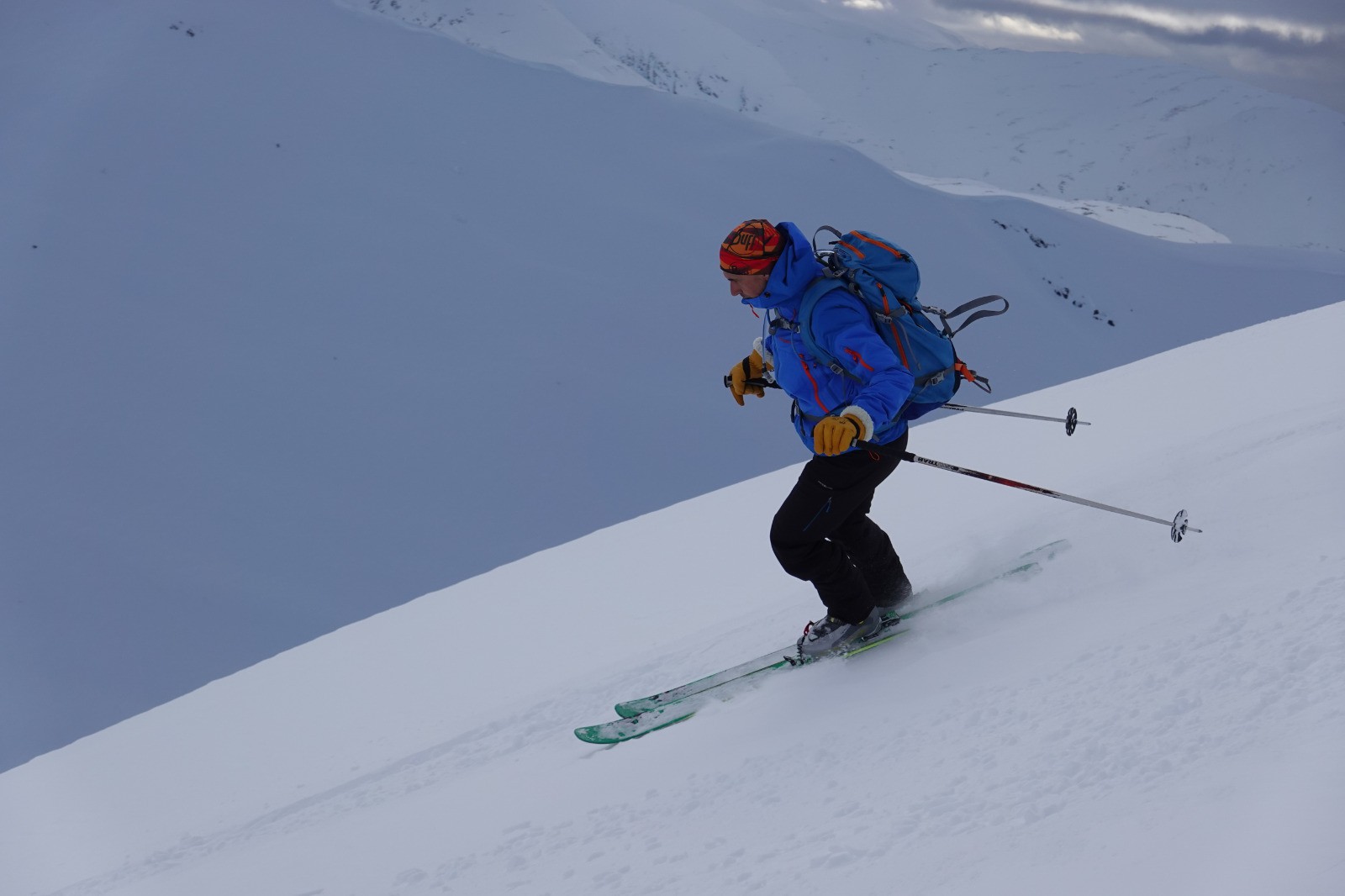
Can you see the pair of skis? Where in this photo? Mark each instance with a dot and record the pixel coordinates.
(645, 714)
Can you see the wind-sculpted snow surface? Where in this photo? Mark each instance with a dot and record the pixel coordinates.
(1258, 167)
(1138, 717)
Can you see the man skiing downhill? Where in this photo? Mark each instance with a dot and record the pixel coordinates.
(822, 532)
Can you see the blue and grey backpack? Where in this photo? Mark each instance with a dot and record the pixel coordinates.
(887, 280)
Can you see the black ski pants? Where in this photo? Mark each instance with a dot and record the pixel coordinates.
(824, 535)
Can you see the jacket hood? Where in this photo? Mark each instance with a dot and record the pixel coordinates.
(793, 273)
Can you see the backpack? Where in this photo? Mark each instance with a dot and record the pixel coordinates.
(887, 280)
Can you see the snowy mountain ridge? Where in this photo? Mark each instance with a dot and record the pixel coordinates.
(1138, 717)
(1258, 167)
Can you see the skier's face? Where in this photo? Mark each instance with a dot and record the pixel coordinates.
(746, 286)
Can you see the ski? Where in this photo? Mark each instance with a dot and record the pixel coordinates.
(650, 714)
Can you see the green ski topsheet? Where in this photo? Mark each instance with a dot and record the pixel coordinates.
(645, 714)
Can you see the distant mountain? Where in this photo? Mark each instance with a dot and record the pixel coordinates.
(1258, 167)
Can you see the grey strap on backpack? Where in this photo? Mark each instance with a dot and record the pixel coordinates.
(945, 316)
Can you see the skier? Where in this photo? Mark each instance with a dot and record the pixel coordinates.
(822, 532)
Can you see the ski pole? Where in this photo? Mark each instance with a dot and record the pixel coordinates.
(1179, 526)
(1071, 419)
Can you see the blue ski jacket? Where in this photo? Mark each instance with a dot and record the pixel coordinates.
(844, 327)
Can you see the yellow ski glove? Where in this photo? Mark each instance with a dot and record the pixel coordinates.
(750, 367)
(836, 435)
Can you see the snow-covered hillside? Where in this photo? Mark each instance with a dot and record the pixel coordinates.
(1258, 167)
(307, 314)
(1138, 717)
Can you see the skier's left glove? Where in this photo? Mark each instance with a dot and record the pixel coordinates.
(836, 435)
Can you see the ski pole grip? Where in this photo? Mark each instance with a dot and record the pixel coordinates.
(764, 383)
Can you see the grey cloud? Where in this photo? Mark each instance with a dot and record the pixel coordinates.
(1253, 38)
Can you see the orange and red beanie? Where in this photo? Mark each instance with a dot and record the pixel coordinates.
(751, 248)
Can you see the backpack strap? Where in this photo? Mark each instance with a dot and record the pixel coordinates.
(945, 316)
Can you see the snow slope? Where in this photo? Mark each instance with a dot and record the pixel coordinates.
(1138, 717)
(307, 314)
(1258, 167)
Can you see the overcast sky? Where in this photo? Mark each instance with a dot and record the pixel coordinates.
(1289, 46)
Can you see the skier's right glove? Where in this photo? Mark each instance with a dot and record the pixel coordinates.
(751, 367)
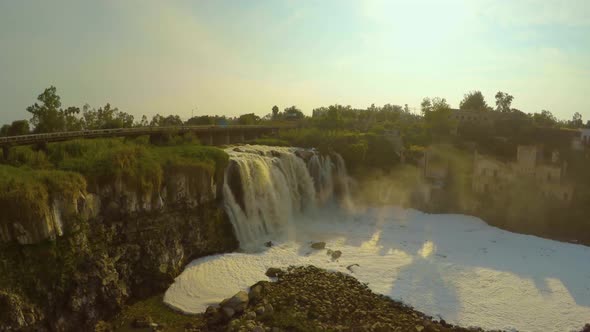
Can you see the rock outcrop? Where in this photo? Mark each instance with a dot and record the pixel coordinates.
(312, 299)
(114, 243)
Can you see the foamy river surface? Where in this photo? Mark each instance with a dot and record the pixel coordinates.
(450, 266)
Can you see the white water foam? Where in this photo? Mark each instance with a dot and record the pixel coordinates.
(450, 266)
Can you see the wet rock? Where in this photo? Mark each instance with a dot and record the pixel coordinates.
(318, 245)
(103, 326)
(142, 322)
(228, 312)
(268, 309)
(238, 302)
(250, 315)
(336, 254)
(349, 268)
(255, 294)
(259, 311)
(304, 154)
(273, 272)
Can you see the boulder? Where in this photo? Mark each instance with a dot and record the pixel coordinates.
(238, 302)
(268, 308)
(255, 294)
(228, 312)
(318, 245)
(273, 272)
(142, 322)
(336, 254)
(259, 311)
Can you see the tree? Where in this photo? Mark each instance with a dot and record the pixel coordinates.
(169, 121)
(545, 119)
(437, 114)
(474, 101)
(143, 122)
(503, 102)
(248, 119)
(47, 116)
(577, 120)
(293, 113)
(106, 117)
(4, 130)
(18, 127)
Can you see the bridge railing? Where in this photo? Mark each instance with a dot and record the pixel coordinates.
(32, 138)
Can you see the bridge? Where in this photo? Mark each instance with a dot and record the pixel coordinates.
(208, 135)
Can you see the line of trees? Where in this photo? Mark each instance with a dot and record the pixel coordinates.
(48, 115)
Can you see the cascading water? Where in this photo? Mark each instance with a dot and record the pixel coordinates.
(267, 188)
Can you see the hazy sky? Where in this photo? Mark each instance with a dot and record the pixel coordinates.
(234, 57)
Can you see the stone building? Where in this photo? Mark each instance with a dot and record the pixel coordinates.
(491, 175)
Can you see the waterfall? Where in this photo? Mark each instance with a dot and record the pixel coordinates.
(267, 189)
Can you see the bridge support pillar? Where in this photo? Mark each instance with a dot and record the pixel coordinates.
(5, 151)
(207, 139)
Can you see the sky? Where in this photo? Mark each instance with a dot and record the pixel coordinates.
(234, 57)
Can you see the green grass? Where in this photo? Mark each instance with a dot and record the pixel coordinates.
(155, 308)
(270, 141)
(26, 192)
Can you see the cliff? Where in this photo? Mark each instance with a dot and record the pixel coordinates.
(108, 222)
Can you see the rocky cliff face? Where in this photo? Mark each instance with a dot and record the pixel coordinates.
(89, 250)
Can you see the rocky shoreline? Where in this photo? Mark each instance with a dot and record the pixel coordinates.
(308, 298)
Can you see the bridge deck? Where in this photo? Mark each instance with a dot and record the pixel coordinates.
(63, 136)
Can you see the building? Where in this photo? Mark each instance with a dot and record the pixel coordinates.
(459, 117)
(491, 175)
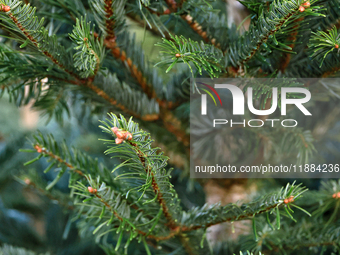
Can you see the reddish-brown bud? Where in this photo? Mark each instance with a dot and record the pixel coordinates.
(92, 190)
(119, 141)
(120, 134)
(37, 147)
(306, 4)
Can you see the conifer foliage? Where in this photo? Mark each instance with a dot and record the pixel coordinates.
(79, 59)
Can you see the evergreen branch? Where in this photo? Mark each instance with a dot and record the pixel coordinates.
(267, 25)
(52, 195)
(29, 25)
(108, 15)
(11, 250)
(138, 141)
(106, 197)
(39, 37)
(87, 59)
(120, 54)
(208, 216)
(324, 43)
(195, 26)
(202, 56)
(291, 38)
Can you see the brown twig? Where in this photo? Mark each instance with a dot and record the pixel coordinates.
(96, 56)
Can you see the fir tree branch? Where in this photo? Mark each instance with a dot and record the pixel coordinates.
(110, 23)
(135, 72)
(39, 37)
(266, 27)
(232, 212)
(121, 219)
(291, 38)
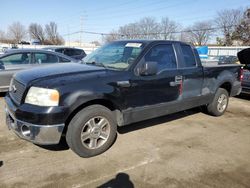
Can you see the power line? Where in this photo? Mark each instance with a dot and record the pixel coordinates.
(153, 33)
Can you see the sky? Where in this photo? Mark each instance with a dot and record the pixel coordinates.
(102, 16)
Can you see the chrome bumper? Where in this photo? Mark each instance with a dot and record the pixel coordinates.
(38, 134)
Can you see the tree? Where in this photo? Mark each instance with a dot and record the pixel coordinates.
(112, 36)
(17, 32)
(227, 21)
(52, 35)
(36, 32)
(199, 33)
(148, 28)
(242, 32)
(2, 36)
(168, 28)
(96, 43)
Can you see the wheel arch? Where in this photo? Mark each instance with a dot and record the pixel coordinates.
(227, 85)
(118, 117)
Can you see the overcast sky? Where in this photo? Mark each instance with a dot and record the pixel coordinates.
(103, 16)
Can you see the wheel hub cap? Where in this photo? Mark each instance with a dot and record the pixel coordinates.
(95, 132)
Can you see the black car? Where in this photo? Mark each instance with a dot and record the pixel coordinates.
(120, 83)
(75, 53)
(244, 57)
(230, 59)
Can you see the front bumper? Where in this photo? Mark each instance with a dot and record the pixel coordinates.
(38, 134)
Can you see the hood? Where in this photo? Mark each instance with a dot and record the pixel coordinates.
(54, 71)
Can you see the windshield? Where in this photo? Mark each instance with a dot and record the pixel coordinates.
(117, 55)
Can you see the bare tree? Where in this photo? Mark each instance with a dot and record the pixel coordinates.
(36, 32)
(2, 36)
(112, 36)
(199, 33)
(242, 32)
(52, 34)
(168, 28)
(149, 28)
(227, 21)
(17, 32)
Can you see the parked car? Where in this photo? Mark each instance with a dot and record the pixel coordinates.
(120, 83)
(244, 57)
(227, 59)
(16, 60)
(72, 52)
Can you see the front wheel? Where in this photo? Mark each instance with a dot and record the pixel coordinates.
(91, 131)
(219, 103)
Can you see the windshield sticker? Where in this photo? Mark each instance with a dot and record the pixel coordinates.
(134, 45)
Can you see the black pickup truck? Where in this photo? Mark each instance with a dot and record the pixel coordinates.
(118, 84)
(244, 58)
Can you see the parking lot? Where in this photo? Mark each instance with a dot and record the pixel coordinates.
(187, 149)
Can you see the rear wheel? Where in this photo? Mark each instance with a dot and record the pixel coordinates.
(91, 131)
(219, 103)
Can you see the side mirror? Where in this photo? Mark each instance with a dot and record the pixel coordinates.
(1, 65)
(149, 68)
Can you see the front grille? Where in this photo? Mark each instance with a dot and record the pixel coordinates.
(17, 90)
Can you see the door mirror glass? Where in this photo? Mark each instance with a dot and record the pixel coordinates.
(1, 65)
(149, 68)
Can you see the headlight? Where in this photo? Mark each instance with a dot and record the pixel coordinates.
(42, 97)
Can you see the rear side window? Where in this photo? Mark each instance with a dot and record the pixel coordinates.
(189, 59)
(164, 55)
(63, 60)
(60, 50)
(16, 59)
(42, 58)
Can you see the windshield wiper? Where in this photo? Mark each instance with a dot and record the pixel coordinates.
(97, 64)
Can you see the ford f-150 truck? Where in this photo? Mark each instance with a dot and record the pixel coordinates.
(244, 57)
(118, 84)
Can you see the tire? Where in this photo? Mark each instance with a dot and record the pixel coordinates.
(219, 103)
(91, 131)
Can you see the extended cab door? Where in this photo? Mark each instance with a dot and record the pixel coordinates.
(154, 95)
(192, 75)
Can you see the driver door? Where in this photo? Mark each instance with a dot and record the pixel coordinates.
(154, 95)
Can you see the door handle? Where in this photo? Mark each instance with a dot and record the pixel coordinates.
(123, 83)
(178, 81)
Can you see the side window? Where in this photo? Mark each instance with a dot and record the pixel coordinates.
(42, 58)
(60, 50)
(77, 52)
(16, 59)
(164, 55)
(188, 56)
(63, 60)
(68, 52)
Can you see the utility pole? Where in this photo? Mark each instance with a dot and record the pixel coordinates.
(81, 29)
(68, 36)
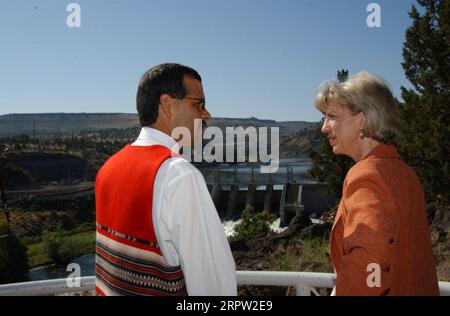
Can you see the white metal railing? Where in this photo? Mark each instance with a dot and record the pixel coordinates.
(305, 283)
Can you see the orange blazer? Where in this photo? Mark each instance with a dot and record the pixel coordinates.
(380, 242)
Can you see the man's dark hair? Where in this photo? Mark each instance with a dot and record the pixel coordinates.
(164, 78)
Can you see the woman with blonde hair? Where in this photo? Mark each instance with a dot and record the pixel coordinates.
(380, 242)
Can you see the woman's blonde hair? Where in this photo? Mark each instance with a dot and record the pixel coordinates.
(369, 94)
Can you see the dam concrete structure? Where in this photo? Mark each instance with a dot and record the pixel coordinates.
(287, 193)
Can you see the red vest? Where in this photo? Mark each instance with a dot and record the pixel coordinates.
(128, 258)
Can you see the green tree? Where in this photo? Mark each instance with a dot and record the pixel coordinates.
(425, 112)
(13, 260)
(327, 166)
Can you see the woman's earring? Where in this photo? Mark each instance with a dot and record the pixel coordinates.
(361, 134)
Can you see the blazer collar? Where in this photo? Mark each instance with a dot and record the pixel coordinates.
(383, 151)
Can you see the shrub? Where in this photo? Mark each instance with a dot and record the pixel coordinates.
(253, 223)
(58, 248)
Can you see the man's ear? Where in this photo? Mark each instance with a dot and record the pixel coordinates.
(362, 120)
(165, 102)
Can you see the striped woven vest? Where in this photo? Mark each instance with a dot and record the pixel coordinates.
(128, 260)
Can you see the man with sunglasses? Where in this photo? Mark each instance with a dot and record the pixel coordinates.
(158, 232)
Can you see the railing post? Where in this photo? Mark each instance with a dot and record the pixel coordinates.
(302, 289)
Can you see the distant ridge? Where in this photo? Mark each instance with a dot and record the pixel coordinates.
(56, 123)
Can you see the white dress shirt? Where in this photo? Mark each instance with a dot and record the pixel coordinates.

┄┄┄┄┄┄

**Exercise task:**
Return the line that contains "Can you see the orange blazer?" and all lines after it, verbatim, and nothing else.

**Solution to the exercise:**
Can you see the orange blazer? Where in this photo? Mark each instance with a dot and record the pixel coordinates.
(380, 242)
Can you see the man's dark hair? Where in this photo? Mark each instance with a dot and record the pixel coordinates.
(164, 78)
Can you see the woman with blonde hair? Where in this photo? Mark each instance with a dot and record the pixel coordinates.
(380, 242)
Can you see the woman's blonde hair? Where in this photo? Mark each instance with a dot and record the pixel coordinates.
(369, 94)
Can you see the dam concrete structure? Where in this photo? Mark each instance with a dot and record the pixel coordinates.
(287, 193)
Can you see the red vest? Where in this photo? Mark each instance with a dot and record the pixel coordinates.
(128, 258)
Can you see the green tree? Where in this photo? Mark each instance with a dot and record the pixel coordinates.
(425, 112)
(13, 260)
(327, 166)
Can you see the woman's earring? Where in this photo? Mark each instance with a dot and record the pixel coordinates.
(361, 134)
Can you see the blazer collar? Where in this photo? Mark each instance with a dot and record the pixel coordinates.
(383, 151)
Can you see the shrub? Where in this photo? Mark each instance with a dot and record the pixel coordinates.
(253, 223)
(58, 248)
Can you see the man's ear? Where in this photo? Mark each instance with a dot and record the pixel coordinates.
(362, 120)
(165, 102)
Can you see the striped woven vest? Where in this photo? Mark each instance with a dot and record the pixel coordinates.
(128, 260)
Can you see the man with sunglasses? Where in this photo? Mark each instance with a dot and record the pixel coordinates.
(158, 232)
Can you see the railing post? Where in this photo? Mark each instance with a dot and record the pixel coordinates.
(302, 289)
Can you see the distant ridge? Where in this photo? Mark each instance with a dot and record the pixel coordinates.
(56, 123)
Can you see the white dress shirt? Where in this photo? Mark each instance with a dot and record the pixel coordinates.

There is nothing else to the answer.